Convert the items below into a two-column CSV with the headers request and result, one row per item, putting each item's text and its answer in its own quoted field with line breaks replaced by spaces. Leave the pictures out.

○ ○ ○

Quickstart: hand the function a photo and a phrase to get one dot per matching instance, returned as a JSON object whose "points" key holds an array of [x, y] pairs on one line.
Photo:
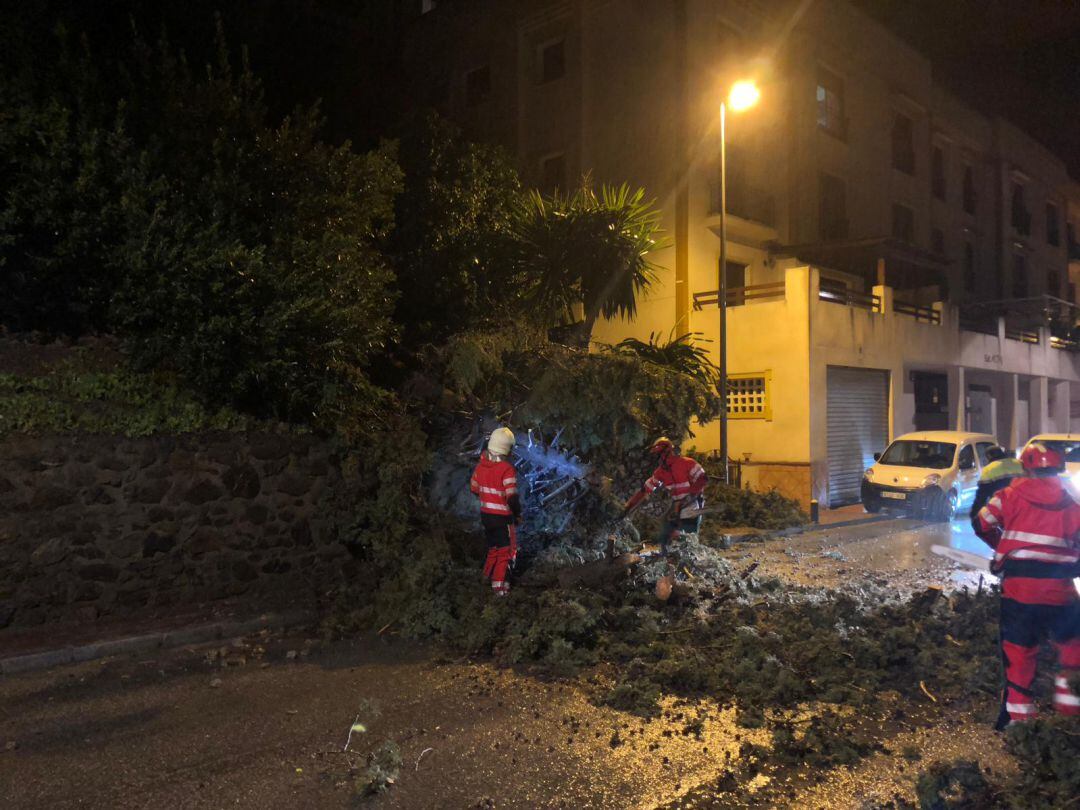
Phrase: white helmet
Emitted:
{"points": [[501, 442]]}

○ ○ ○

# Answer to this task:
request,result
"Quickstart: hand the function a photo and a phrase to get one dot per matching instance, returned as a JSON object whose ""points"" key holds an array of [x, y] pairs on one line. Photo: Phrase: white helmet Emitted:","{""points"": [[501, 442]]}"